In the upcoming Northampton County Municipal Election on Nov. 2, Democrat J. William Reynolds and Republican John Kachmar are running against each other for the position of mayor of Bethlehem.
Both candidates are Bethlehem natives with differing plans for the city.
Reynolds has sat on Bethlehem’s City Council since 2008 when he was elected as the city’s youngest councilmember. He also held the title of city council president from 2014 to 2018. Reynolds said he prides himself on the work he has done on the Climate Action Plan and the North Side 2027 neighborhood revitalization plan.
Reynolds said job creation, economic revitalization, sustainability and neighborhood investment are the areas he is focusing on in his campaign for mayor. He said he is looking forward to a reimagined city that will maintain the high quality of life that Bethlehem currently offers.
Kachmar is a Vietnam veteran who served in the Marine Corps. During his professional career, he was the founding executive director of Lehigh Valley Manpower, which is now known as the Workforce Development Board. He said he has also held municipal and county administrator positions in five different states: Pennsylvania, Minnesota, Maryland, South Carolina and Georgia, throughout his career.
Kachmar’s campaign website said he is campaigning with a focus on “sound fiscal management, low taxes, business growth and delivery of efficient city services.” He said he takes issue with the current leadership in city hall and wants to focus on the present problems he recognizes in Bethlehem before investing in new ones.
In an interview with The Brown and White, Reynolds said the pandemic has drawn attention to systemic issues in certain areas in Bethlehem, such as healthcare systems and access to technology.
“I think one of the things that we need to do as we exit the pandemic is to build a more equitable Bethlehem,” Reynolds said.
Reynolds said he prides himself on the economic revitalization work he has done while on city council. He said he wants to continue this work in order to invest in Bethlehem neighborhoods, families and businesses.
Reynolds said in the past, the city has used public economic development incentives to work with private investors to put properties back on the tax rolls to create jobs, which is something he plans to continue.
Another part of this mission is bringing people to the downtown sectors of Bethlehem to support the city’s small businesses, he said. Reynold emphasized the importance of partnership within the city to bring together different groups and institutions in order to achieve common goals.

Stored data entries
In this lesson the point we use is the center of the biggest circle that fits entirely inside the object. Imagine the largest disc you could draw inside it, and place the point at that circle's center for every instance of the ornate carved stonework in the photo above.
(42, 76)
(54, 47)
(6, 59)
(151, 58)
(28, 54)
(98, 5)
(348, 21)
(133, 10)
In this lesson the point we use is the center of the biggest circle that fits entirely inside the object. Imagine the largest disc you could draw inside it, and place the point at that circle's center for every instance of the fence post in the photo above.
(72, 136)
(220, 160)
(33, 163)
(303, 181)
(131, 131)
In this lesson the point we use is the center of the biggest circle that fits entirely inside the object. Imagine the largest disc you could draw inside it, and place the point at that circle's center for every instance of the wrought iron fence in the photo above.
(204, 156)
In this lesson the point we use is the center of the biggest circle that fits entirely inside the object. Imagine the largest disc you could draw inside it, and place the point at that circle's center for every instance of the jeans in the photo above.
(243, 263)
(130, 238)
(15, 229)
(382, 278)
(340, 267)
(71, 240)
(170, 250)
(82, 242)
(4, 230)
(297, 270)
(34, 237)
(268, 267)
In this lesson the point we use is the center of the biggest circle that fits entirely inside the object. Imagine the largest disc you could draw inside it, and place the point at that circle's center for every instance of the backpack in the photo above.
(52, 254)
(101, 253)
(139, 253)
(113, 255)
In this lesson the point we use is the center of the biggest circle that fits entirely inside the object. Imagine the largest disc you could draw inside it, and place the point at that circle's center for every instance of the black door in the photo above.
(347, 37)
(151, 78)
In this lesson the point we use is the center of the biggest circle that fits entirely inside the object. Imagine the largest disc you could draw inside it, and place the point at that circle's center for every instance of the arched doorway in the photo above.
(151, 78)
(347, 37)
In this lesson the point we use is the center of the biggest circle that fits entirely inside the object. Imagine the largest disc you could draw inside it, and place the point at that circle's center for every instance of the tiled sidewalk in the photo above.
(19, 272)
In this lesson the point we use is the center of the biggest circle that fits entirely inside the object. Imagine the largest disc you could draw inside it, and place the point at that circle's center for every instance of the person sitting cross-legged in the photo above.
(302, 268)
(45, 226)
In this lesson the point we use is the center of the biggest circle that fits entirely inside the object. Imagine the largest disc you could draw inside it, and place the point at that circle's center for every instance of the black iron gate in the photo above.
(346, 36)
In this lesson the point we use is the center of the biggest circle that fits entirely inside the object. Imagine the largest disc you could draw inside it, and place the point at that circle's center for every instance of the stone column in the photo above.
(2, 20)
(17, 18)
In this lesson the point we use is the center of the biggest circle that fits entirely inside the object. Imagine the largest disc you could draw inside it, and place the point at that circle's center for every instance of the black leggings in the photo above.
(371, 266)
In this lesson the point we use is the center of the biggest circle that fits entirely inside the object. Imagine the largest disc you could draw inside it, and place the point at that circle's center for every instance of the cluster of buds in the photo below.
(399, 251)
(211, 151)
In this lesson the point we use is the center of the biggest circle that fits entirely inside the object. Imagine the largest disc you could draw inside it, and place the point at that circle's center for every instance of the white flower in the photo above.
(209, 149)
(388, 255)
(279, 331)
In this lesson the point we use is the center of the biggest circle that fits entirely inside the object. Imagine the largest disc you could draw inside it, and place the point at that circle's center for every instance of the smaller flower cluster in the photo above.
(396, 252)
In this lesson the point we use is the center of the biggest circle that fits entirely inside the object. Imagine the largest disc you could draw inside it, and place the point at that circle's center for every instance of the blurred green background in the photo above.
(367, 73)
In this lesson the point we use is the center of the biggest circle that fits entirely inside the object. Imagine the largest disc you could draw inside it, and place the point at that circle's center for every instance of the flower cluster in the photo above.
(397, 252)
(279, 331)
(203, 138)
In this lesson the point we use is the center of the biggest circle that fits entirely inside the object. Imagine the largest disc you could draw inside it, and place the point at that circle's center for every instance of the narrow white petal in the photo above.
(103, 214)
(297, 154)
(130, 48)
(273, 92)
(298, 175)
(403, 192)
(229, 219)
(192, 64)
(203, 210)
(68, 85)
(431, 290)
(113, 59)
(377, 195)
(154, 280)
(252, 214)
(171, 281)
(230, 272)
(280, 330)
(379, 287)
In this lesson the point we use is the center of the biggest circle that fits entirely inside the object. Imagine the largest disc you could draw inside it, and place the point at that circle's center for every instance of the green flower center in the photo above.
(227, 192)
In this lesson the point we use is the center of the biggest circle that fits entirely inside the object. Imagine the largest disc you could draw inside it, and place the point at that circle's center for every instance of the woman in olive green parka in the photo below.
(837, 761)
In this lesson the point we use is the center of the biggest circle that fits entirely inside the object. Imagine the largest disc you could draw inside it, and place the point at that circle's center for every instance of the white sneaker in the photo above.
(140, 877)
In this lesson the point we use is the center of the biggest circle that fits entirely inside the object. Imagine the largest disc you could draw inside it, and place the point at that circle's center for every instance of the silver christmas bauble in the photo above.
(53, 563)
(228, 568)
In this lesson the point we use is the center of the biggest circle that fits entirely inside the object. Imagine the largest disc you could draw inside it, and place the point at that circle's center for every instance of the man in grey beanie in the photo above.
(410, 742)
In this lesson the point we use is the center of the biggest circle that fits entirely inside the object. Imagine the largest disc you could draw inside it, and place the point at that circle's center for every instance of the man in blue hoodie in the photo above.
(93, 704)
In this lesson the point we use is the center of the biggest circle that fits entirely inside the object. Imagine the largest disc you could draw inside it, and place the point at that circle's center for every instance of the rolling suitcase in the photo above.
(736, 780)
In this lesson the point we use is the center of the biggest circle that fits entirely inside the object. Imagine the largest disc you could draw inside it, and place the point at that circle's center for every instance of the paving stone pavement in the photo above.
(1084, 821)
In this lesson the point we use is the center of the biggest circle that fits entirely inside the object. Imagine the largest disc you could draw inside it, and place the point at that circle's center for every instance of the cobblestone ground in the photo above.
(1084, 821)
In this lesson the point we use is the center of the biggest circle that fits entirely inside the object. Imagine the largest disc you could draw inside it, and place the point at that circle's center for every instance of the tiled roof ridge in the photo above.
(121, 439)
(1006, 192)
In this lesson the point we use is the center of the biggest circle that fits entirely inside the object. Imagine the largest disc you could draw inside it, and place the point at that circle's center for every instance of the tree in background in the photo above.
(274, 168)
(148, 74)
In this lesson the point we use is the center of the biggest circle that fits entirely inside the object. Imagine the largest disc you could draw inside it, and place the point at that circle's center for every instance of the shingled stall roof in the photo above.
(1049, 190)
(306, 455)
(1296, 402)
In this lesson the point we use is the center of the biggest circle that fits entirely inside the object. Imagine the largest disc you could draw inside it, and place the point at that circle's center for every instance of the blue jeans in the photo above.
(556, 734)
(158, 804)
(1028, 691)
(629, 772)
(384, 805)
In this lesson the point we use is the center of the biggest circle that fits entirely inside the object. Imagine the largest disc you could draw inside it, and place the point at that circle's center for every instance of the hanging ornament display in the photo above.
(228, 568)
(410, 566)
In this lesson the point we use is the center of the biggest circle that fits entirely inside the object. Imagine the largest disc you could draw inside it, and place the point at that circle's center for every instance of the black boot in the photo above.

[What this exercise asks]:
a – Answer these questions from the article on the Bethlehem mayoral race:
(i) On what date is the Northampton County Municipal Election held?
(ii) In what year was Reynolds first elected to Bethlehem's City Council?
(iii) What is Lehigh Valley Manpower now known as?
b – Carry on the article on the Bethlehem mayoral race, starting after its final sentence.
The data stands apart from the article on the Bethlehem mayoral race.

[Answers in order]:
a –
(i) Nov. 2
(ii) 2008
(iii) The Workforce Development Board

b –
Kachmar is running for mayor as a concerned citizen who wants “balance and fairness,” he said. Being 73, he said he is not interested in starting a political career. Rather, he said he is interested in providing a Republican perspective in a position that has been Democratic for the past 25 years.
Kachmar said he takes issue with the city’s financial insecurity and tax increases. He said he wants to limit revenue hunting to maintain Bethlehem’s history.
“Let’s not forget our history from the early 1600s,” Kachmar said, “And, let’s not invade those spaces that are historically prominent.”
When speaking on public safety, he addressed past city council conversations on defunding the Bethlehem police, calling them “foolish.”
The mayoral candidate shared his idea for an economic development partnership to include a relationship between the public and private sectors of Bethlehem. He emphasized this would be done without tax dollars.
Lehigh professor of political science and the environmental initiative, Breena Holland, spoke on the importance of becoming informed on political issues and getting involved in local elections like this one.
“I don’t think voting is enough,” Holland said.
She said she has been involved in local politics, mainly surrounding environmental issues, for the past 10 years. In her classroom, Holland engages her students with local environmental policy through projects and research.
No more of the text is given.